Travail demandé ::
A: Répondez à ces questions d'après le texte de la page :
(i) Combien de jours se sont écoulés entre l'arrestation et la mort des sœurs Stein à Birkenau ?
(ii) Quelles paroles Edith adresse-t-elle à Rosa au moment de quitter le carmel d'Echt ?
(iii) Où la voiture de la Gestapo attendait-elle les sœurs Stein ?
B: Recopiez fidèlement un passage du texte de la page. Commencez aux mots « Echt, Maastricht, Amersfoort, Westerbork, Birkenau. » et arrêtez-vous après « et Edith Stein. ».

Texte de la page ::
Echt, Maastricht, Amersfoort, Westerbork, Birkenau. Entre l’arrestation du soir du 2 août et la mort dans les chambres à gaz anonymes de Birkenau, seulement sept jours se sont écoulés : en une seule semaine, il y a soixante-quinze ans, s’accomplissait le destin des sœurs Rosa et Edith Stein.
« Viens, partons pour notre peuple », dit Edith pour encourager Rosa qui quittait le carmel d’Echt dans les larmes. Les témoins parlent d’une petite foule, de quelques protestations bien que la voiture de la Gestapo ait pris la précaution d’attendre les sœurs Stein non pas devant la porte du carmel mais à l’angle de la rue Peijerstraat, une centaine de mètres plus loin. Peu après, une porte se referme sur la vie de deux femmes innocentes.

Données fournies ::
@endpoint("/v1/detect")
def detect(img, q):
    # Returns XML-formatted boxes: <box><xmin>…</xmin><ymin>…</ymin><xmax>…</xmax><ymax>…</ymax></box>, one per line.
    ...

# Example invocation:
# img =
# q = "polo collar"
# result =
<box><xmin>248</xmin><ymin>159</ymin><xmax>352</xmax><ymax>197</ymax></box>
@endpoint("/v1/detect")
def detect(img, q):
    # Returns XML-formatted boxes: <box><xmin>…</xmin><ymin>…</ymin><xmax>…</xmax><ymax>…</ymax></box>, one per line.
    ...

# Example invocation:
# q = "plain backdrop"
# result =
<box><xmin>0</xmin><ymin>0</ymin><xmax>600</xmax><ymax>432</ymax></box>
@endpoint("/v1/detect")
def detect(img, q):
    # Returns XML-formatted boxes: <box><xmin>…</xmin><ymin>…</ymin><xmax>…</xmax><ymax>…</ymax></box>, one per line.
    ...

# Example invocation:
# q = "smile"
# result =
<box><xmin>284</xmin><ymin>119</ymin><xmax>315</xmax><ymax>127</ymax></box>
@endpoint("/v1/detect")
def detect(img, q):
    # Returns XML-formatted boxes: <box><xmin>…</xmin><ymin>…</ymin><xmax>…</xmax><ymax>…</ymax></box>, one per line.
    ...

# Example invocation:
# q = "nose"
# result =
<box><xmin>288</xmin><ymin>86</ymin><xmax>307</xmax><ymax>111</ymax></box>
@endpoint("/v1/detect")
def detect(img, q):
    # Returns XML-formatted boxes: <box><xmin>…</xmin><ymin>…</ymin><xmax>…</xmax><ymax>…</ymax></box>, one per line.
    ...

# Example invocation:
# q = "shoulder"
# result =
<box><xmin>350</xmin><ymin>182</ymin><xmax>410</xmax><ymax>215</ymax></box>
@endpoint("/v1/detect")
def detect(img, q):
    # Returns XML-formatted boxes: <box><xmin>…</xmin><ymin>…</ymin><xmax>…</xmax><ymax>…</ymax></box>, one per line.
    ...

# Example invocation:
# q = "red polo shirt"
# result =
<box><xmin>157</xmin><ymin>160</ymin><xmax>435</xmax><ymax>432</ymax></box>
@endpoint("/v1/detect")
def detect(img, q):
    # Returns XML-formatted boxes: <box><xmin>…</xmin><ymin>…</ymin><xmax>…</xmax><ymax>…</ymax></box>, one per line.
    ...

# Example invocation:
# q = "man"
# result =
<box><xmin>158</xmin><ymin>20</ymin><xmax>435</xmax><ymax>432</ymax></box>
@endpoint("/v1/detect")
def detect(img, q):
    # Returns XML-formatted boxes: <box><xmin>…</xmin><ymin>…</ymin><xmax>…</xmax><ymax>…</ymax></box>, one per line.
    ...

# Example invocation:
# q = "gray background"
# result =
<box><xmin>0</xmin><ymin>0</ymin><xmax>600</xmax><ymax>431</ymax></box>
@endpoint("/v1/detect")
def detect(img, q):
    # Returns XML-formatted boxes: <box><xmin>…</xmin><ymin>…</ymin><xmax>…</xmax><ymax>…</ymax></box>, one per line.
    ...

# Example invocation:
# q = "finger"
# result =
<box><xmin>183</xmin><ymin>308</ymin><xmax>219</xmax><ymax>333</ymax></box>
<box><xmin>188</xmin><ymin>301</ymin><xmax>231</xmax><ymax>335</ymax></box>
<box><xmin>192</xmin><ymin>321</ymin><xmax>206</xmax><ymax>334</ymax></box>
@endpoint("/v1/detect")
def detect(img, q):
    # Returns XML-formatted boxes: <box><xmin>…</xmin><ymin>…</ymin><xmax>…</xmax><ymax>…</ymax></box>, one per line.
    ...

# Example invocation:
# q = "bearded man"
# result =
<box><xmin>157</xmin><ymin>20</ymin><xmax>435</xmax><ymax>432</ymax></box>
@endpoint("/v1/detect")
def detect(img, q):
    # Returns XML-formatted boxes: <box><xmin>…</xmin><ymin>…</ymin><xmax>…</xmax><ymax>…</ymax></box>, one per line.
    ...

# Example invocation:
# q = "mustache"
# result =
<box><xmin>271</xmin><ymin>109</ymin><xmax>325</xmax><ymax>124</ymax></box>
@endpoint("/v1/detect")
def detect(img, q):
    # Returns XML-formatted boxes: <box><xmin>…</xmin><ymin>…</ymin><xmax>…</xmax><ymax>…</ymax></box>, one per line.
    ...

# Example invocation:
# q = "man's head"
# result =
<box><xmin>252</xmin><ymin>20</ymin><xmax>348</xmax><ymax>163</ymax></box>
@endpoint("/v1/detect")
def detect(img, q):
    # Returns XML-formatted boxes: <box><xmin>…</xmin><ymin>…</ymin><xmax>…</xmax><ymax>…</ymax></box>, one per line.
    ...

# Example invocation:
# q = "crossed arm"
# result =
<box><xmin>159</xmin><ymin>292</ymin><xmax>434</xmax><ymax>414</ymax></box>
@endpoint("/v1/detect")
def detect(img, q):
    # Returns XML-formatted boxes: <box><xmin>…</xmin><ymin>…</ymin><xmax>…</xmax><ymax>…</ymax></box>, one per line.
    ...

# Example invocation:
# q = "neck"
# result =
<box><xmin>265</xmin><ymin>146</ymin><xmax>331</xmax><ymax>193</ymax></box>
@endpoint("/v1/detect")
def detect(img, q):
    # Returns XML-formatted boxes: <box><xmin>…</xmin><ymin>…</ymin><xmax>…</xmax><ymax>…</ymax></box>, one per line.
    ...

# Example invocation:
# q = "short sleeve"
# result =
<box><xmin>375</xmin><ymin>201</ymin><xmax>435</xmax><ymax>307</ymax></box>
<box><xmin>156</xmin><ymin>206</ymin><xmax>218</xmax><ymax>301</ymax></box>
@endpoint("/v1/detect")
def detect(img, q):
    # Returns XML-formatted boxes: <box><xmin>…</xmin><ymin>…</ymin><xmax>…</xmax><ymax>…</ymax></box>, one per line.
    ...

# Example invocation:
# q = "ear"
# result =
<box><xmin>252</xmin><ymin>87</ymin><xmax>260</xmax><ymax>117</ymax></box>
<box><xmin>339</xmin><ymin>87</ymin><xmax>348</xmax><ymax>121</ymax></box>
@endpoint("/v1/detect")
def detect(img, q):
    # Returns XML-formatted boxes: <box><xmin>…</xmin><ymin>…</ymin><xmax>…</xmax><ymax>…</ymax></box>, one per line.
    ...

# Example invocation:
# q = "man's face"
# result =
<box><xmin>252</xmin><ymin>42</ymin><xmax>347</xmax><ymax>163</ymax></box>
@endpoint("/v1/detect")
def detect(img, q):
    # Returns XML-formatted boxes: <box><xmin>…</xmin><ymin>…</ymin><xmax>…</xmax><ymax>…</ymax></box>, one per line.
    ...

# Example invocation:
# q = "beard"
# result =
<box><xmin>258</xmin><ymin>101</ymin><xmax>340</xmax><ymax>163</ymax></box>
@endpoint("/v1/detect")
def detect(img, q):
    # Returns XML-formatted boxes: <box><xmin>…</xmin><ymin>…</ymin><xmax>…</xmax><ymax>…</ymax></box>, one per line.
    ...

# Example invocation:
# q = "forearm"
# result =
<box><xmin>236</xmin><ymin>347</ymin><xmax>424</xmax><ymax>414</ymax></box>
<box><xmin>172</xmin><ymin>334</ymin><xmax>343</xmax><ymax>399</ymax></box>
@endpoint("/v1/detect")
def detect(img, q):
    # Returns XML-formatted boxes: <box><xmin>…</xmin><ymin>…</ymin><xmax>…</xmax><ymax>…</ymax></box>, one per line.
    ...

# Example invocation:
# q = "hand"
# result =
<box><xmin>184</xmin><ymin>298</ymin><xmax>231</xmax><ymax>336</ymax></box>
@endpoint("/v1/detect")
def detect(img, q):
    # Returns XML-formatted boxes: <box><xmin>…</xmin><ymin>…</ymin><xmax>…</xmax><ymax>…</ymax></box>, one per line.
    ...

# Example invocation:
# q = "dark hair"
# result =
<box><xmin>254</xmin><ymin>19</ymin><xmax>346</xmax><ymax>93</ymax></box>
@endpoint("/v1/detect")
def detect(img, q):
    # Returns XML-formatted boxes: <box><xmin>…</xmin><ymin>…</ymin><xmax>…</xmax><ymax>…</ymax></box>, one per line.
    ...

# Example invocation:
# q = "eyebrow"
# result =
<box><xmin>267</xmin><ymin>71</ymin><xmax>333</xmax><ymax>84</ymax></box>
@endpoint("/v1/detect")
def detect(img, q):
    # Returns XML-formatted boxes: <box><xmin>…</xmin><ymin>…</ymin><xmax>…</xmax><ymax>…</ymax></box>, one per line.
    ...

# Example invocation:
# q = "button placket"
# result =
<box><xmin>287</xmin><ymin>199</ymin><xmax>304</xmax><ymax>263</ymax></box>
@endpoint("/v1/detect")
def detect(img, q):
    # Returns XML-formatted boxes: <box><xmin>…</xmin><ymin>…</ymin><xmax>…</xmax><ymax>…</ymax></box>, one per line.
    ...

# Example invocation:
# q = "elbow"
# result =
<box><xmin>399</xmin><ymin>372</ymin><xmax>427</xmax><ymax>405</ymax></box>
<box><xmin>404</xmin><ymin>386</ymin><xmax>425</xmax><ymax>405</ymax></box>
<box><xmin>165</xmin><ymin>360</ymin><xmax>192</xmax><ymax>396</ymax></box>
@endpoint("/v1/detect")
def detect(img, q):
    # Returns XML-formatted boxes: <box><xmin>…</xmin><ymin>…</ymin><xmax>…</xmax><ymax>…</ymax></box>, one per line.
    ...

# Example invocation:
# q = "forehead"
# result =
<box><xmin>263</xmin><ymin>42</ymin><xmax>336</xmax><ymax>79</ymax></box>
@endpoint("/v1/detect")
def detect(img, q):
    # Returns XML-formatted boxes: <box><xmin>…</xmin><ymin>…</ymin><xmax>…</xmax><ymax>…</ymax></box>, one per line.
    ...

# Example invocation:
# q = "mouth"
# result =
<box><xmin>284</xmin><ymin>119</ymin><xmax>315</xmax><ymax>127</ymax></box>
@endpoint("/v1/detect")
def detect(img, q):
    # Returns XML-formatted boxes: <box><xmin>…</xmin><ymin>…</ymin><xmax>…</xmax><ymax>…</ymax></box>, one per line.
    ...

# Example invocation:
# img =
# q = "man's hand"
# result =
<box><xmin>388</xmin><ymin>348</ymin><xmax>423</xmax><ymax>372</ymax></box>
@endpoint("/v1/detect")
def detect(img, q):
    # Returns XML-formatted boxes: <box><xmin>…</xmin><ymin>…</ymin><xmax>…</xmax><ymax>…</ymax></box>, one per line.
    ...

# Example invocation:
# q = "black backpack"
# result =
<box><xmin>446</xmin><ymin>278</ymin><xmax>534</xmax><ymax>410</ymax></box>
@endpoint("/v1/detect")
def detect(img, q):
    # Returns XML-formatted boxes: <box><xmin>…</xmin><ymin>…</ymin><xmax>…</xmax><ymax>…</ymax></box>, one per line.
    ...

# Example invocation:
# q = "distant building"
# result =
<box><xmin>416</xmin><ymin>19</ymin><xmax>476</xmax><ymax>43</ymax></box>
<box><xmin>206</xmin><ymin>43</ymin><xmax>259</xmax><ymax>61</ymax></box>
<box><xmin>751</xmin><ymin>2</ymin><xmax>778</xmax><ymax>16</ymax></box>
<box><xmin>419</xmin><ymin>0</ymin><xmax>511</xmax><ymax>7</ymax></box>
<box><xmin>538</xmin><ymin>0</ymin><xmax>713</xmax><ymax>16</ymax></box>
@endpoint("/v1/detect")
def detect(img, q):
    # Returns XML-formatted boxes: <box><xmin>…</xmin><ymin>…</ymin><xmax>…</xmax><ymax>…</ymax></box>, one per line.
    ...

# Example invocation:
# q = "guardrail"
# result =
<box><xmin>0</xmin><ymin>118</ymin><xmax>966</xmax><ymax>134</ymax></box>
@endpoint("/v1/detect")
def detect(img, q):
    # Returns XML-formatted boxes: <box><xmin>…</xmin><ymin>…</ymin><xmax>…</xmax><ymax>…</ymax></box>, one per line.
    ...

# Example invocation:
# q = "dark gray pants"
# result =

Corrigé de l'exercice ::
A:
(i) Sept jours.
(ii) « Viens, partons pour notre peuple ».
(iii) À l'angle de la rue Peijerstraat, une centaine de mètres plus loin que la porte du carmel.

B:
Echt, Maastricht, Amersfoort, Westerbork, Birkenau. Entre l’arrestation du soir du 2 août et la mort dans les chambres à gaz anonymes de Birkenau, seulement sept jours se sont écoulés : en une seule semaine, il y a soixante-quinze ans, s’accomplissait le destin des sœurs Rosa et Edith Stein.